Exercise brief => Read each line of the material and note whether it contains "pairs". Give the number of such lines and nothing else.
- Opening Delimiter -
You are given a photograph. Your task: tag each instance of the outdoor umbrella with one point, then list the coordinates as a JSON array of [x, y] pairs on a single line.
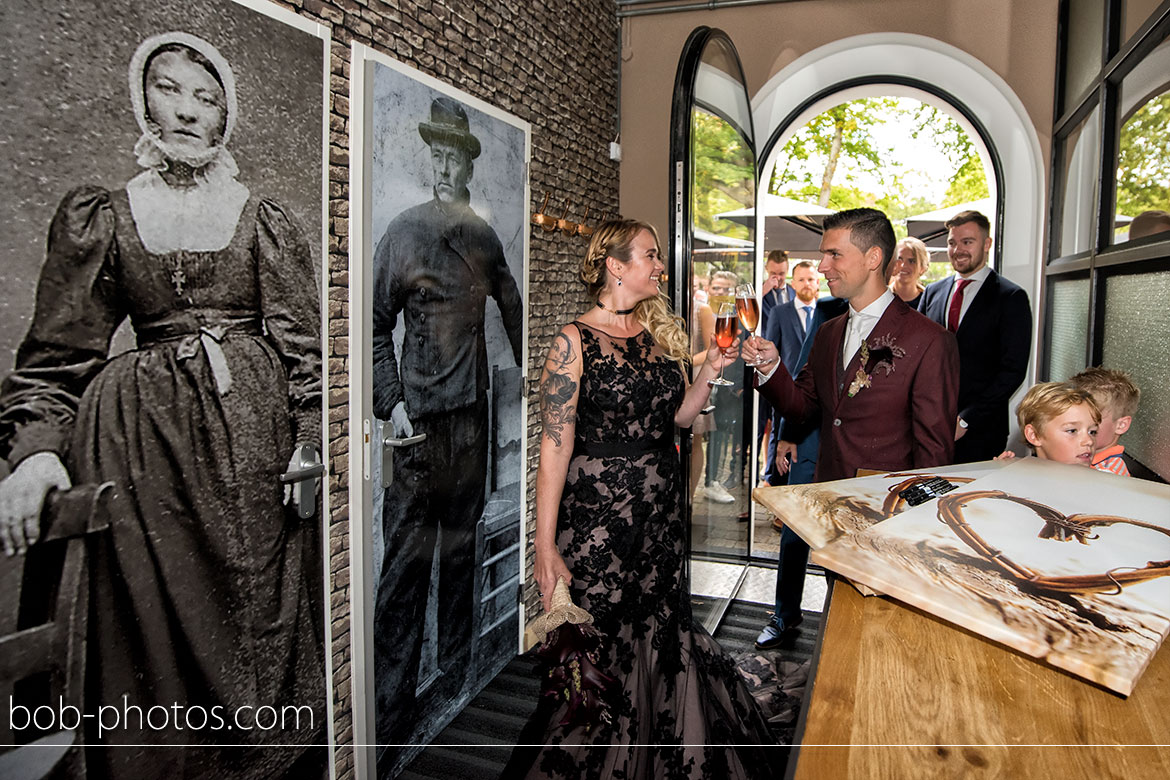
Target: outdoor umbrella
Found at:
[[790, 225]]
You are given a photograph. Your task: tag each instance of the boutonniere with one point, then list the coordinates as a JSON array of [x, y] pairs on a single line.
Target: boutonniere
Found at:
[[876, 354]]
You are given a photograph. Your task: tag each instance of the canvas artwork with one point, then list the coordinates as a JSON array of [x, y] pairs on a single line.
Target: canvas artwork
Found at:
[[160, 361], [445, 184], [1064, 564], [824, 511]]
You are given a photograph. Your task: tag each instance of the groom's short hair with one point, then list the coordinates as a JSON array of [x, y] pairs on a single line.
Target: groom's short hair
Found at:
[[868, 228]]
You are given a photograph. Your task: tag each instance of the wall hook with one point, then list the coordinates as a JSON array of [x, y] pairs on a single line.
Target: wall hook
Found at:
[[545, 221]]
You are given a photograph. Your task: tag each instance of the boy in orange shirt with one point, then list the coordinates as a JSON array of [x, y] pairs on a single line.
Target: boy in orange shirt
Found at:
[[1116, 397], [1059, 422]]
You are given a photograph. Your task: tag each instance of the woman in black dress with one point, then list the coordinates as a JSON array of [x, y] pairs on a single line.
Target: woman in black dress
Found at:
- Closing Delimiter -
Solution to the exercise => 7